Text shown
══════════════════════════════

Regardless, in October 1994, I packed up my belongings and moved to Naples. My daughter, 27, helped me pack. If you ever want somebody who is an energetic, organized, efficient packer, with a keen sense of spatial relations and a get-it-done attitude, call her.

Ten years earlier, when I moved from a house to an apartment, my daughter helped me. Our two-car garage was filled with boxes containing the history of my life so far––humorous (well, hilarious, I thought) parodies on commercials I had written as a child and an excellent version of “The Night Before Christmas,” yearbooks, scrapbooks, old photos, personal household objects I wasn’t currently using, and I don’t know what else. I stood there in the garage, exhausted before I began, almost in tears, and said to my daughter, “I don’t know where to start.” “Start at the front,” she said. That seemed logical.

So this time when I moved I engaged my daughter’s help posthaste. “Mom … you have a lot of stuff,” she said, packing up the 9,000th box. As a writer, naturally I need to own a library with every book in print, save all newspaper and magazine clippings––or the whole publication––that might be of research value to me someday, and save every draft (pre-computer) and every note of every story or essay I’ve ever written; and, of course, my journals. Yes, there are a lot of boxes.

══════════════════════════════

Records gathered from a data collection
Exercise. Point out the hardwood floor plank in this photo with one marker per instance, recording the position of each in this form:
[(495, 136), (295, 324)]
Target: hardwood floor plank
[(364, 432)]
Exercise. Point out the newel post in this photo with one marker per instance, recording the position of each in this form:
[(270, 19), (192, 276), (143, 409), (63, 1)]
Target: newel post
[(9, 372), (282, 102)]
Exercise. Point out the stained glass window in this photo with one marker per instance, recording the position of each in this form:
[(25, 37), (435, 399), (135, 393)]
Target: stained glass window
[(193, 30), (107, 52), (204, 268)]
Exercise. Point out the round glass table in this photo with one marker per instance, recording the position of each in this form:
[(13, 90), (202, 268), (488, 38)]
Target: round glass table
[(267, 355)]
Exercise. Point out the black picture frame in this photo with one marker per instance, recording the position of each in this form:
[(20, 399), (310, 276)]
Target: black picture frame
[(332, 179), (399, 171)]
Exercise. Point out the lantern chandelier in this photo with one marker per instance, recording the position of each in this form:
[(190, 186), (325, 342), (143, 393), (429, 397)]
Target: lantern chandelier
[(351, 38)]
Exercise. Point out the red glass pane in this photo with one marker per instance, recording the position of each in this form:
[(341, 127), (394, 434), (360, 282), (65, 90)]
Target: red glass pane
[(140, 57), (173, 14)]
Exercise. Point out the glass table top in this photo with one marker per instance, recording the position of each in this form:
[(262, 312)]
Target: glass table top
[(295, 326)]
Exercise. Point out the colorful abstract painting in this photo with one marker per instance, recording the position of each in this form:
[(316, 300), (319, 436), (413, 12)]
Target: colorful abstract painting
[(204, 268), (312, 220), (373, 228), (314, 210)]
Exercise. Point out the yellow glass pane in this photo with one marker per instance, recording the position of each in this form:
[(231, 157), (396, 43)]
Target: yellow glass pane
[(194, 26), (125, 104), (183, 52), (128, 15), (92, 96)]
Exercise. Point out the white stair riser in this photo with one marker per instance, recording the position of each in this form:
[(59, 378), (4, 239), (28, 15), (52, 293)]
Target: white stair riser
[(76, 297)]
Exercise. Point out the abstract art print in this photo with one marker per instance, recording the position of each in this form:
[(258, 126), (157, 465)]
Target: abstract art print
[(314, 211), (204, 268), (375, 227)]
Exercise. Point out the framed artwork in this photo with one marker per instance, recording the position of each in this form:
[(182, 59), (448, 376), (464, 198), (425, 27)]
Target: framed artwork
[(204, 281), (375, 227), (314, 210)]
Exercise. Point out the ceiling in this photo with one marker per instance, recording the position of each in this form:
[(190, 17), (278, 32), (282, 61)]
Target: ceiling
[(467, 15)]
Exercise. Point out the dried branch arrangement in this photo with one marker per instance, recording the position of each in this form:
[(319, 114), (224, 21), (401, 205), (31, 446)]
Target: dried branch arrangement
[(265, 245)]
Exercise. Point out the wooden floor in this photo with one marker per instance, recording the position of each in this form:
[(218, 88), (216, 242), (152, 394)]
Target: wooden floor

══════════════════════════════

Problems and tasks
**1)** Repeat word for word the stretch of the text about moving to Naples from "Ten years earlier, when" through "That seemed logical.".
**2)** According to the text about moving to Naples, in what month and year did the writer move there?

Answers to the problems
**1)**
Ten years earlier, when I moved from a house to an apartment, my daughter helped me. Our two-car garage was filled with boxes containing the history of my life so far––humorous (well, hilarious, I thought) parodies on commercials I had written as a child and an excellent version of “The Night Before Christmas,” yearbooks, scrapbooks, old photos, personal household objects I wasn’t currently using, and I don’t know what else. I stood there in the garage, exhausted before I began, almost in tears, and said to my daughter, “I don’t know where to start.” “Start at the front,” she said. That seemed logical.

**2)** October 1994